Description of the task: Reproduce the listing below word for word.

Dataset entries:
--- Begin ---
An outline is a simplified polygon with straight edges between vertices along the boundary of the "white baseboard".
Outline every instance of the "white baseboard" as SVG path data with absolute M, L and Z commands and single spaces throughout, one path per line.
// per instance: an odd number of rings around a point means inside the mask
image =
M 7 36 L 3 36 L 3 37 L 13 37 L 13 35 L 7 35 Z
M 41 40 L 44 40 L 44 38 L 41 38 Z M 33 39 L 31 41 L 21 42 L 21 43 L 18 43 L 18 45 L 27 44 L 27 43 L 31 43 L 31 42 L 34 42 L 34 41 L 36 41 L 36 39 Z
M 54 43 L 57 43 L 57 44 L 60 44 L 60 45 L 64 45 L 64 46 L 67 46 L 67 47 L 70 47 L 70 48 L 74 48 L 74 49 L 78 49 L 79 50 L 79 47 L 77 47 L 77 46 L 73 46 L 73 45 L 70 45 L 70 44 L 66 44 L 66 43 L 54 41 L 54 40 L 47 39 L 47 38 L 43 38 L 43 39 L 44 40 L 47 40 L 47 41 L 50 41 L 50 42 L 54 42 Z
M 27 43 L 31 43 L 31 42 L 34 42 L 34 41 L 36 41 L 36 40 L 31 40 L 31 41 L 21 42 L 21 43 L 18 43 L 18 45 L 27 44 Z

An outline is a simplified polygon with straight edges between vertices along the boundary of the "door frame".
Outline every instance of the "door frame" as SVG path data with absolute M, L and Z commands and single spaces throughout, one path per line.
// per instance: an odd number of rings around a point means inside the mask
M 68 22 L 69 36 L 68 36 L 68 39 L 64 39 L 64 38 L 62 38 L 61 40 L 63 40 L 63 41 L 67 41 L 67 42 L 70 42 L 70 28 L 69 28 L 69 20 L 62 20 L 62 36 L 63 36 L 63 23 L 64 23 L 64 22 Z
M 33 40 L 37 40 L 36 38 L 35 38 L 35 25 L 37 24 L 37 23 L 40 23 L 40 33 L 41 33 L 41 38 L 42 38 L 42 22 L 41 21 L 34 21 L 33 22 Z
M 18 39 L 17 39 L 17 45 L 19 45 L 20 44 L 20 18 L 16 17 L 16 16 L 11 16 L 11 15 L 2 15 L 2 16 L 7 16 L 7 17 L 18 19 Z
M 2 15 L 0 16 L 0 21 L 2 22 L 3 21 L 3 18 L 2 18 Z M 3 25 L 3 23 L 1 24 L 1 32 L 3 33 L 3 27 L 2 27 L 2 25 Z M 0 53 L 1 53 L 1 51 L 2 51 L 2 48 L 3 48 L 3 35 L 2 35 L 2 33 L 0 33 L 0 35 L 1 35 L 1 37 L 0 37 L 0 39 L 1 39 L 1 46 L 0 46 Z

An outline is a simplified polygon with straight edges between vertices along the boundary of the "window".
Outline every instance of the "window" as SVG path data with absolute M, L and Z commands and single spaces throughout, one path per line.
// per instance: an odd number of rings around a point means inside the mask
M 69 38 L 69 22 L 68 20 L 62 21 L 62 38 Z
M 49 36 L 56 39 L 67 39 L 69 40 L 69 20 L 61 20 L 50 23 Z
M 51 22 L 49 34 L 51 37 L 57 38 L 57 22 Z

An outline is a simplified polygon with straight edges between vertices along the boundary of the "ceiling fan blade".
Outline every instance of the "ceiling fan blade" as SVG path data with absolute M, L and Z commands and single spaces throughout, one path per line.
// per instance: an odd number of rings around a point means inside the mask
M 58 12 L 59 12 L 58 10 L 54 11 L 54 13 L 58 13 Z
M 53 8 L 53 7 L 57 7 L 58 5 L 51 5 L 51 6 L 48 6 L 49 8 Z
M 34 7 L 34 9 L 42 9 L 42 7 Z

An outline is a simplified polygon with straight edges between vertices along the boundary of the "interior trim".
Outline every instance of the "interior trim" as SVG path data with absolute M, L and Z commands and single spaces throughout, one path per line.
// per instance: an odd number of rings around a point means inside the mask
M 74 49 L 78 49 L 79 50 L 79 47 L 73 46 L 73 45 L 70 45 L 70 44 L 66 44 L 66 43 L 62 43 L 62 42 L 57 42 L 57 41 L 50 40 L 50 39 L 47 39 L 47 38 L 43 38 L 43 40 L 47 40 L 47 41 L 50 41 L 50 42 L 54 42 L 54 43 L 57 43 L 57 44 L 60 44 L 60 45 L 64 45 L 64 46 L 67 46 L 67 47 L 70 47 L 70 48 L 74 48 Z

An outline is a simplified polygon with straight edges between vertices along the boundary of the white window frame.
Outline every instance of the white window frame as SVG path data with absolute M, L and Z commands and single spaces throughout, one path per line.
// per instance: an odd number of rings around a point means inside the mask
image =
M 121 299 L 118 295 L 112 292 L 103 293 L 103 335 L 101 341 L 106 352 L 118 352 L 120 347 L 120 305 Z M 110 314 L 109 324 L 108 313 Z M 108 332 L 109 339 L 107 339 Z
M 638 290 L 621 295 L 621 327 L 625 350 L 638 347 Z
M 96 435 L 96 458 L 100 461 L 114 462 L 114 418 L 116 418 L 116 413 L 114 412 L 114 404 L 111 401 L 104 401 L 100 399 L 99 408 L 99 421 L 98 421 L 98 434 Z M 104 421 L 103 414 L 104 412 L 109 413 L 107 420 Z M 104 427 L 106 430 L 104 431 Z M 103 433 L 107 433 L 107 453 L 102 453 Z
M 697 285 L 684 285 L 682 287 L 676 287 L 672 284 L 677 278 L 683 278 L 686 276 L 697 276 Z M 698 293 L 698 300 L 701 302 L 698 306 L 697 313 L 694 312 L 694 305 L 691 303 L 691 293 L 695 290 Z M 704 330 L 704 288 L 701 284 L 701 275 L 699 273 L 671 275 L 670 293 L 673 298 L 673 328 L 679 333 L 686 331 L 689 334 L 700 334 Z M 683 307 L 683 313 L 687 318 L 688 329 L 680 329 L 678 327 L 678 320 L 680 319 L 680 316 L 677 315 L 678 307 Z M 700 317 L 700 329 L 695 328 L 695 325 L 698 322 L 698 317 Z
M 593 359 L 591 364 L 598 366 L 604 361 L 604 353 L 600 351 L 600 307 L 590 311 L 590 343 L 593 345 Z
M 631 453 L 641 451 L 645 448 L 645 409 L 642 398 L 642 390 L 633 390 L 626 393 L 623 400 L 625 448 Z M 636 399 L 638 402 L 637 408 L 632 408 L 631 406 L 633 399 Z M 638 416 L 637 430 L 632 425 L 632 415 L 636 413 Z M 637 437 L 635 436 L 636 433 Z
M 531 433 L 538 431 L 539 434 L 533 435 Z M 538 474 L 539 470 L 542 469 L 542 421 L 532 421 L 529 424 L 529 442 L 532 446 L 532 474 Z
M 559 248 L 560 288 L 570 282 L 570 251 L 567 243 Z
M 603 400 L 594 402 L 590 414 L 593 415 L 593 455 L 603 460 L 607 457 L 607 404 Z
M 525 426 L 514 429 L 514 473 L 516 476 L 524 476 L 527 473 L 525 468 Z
--- End ---
Solution to this exercise:
An outline is a simplified polygon with straight edges between vertices along the boundary of the "white baseboard".
Outline every instance of the "white baseboard" as SVG path data with absolute M, L and Z commands and single spaces throughout, one path per line.
// per instance: an odd number of rings around a point means inside the mask
image =
M 7 36 L 3 36 L 3 37 L 13 37 L 13 35 L 7 35 Z
M 41 40 L 44 40 L 44 38 L 41 38 Z M 33 39 L 31 41 L 21 42 L 21 43 L 18 43 L 18 45 L 27 44 L 27 43 L 31 43 L 31 42 L 34 42 L 34 41 L 36 41 L 36 39 Z
M 54 43 L 57 43 L 57 44 L 60 44 L 60 45 L 64 45 L 64 46 L 67 46 L 67 47 L 70 47 L 70 48 L 74 48 L 74 49 L 78 49 L 79 50 L 79 47 L 77 47 L 77 46 L 73 46 L 73 45 L 70 45 L 70 44 L 66 44 L 66 43 L 54 41 L 54 40 L 47 39 L 47 38 L 43 38 L 43 39 L 44 40 L 47 40 L 47 41 L 50 41 L 50 42 L 54 42 Z
M 27 43 L 31 43 L 31 42 L 34 42 L 34 41 L 36 41 L 36 40 L 31 40 L 31 41 L 21 42 L 21 43 L 18 43 L 18 45 L 27 44 Z

An outline is a simplified polygon with straight edges between vertices along the boundary of the "door frame".
Outline every instance of the "door frame" as SVG path data with absolute M, L and Z commands and single spaces throughout, one path per line.
// per instance: an odd number of rings around a point means inside the mask
M 68 22 L 69 36 L 68 36 L 68 39 L 64 39 L 64 38 L 62 38 L 61 40 L 63 40 L 63 41 L 67 41 L 67 42 L 70 42 L 70 28 L 69 28 L 69 20 L 62 20 L 62 36 L 63 36 L 63 23 L 64 23 L 64 22 Z
M 33 40 L 37 40 L 36 38 L 35 38 L 35 25 L 37 24 L 37 23 L 40 23 L 40 33 L 41 33 L 41 38 L 42 38 L 42 22 L 41 21 L 34 21 L 33 22 Z
M 18 39 L 17 39 L 17 45 L 19 45 L 20 44 L 20 18 L 16 17 L 16 16 L 11 16 L 11 15 L 2 15 L 2 16 L 7 16 L 7 17 L 18 19 Z
M 2 15 L 0 16 L 0 21 L 2 22 L 3 21 L 3 18 L 2 18 Z M 3 25 L 3 23 L 1 24 L 1 32 L 3 33 L 3 27 L 2 27 L 2 25 Z M 0 53 L 1 53 L 1 51 L 2 51 L 2 48 L 3 48 L 3 35 L 2 35 L 2 33 L 0 33 L 0 35 L 1 35 L 1 37 L 0 37 L 0 39 L 1 39 L 1 46 L 0 46 Z

An outline is a simplified polygon with straight edges between vertices along the boundary of the "window".
Outline every instance of the "window" as SVG path data with absolute M, L and Z commands and single spaces throughout, one path per line.
// per instance: an odd number of rings around a point means inside the mask
M 69 38 L 69 22 L 68 20 L 62 21 L 62 38 Z
M 49 36 L 56 39 L 67 39 L 69 40 L 69 20 L 61 20 L 50 23 Z
M 51 22 L 49 34 L 51 37 L 57 38 L 57 22 Z

An outline is a simplified polygon with straight edges between vertices along the boundary of the "ceiling fan blade".
Outline every instance of the "ceiling fan blade" as SVG path data with absolute M, L and Z commands and single spaces throughout, one path per line.
// per instance: an odd number of rings around a point means inside the mask
M 58 12 L 59 12 L 58 10 L 54 11 L 54 13 L 58 13 Z
M 53 8 L 53 7 L 57 7 L 58 5 L 51 5 L 51 6 L 48 6 L 49 8 Z
M 34 7 L 34 9 L 42 9 L 42 7 Z

An outline is a simplified polygon with straight edges between vertices along the boundary of the "interior trim".
Outline every instance of the "interior trim" as SVG path data with absolute M, L and Z commands and single spaces throughout, one path per line.
// per instance: an odd number of rings around a point means inside the mask
M 74 49 L 78 49 L 79 50 L 79 47 L 73 46 L 73 45 L 70 45 L 70 44 L 66 44 L 66 43 L 62 43 L 62 42 L 57 42 L 57 41 L 50 40 L 50 39 L 47 39 L 47 38 L 43 38 L 43 40 L 47 40 L 47 41 L 50 41 L 50 42 L 54 42 L 54 43 L 57 43 L 57 44 L 60 44 L 60 45 L 64 45 L 64 46 L 67 46 L 67 47 L 70 47 L 70 48 L 74 48 Z

An outline is a simplified polygon with straight edges between vertices along the boundary of the white window frame.
Outline every instance of the white window frame as SVG path data with absolute M, L and Z commands and single spaces throughout, one path per line.
// per instance: an odd number of rings around a point means inside the mask
image =
M 121 299 L 118 295 L 112 292 L 103 293 L 103 335 L 101 341 L 106 352 L 118 352 L 120 347 L 120 305 Z M 110 314 L 109 324 L 108 313 Z M 108 332 L 109 339 L 107 339 Z
M 638 290 L 621 295 L 621 327 L 625 350 L 638 347 Z
M 96 435 L 96 458 L 100 461 L 114 462 L 114 418 L 116 418 L 116 413 L 114 412 L 114 404 L 111 401 L 104 401 L 100 399 L 99 408 L 99 421 L 98 421 L 98 434 Z M 104 421 L 103 414 L 104 412 L 109 413 L 107 420 Z M 104 427 L 106 430 L 104 431 Z M 103 433 L 107 433 L 107 453 L 102 453 Z
M 697 285 L 684 285 L 682 287 L 676 287 L 672 284 L 677 278 L 683 278 L 686 276 L 697 276 Z M 698 293 L 698 300 L 701 302 L 698 306 L 697 313 L 694 312 L 694 305 L 691 303 L 691 293 L 695 290 Z M 704 330 L 704 288 L 701 284 L 701 275 L 699 273 L 671 275 L 670 293 L 673 298 L 673 328 L 679 333 L 686 331 L 689 334 L 700 334 Z M 683 307 L 683 313 L 687 318 L 688 329 L 680 329 L 678 327 L 678 320 L 680 319 L 680 316 L 677 315 L 678 307 Z M 700 317 L 700 329 L 695 328 L 695 325 L 698 322 L 698 317 Z
M 593 359 L 591 364 L 598 366 L 604 361 L 604 353 L 600 351 L 600 307 L 590 311 L 590 343 L 593 345 Z
M 631 453 L 641 451 L 645 448 L 645 409 L 642 398 L 642 390 L 633 390 L 626 393 L 623 400 L 625 448 Z M 636 399 L 638 402 L 637 408 L 632 408 L 631 406 L 633 399 Z M 638 416 L 637 430 L 632 425 L 632 415 L 636 413 Z M 637 437 L 635 436 L 636 433 Z
M 531 433 L 538 431 L 539 434 L 533 435 Z M 538 474 L 539 470 L 542 469 L 542 421 L 532 421 L 529 424 L 529 442 L 532 446 L 532 474 Z
M 559 248 L 560 288 L 570 282 L 570 251 L 567 243 Z
M 603 400 L 594 402 L 590 414 L 593 415 L 593 455 L 603 460 L 607 457 L 607 404 Z
M 525 426 L 514 429 L 514 473 L 516 476 L 524 476 L 527 473 L 525 468 Z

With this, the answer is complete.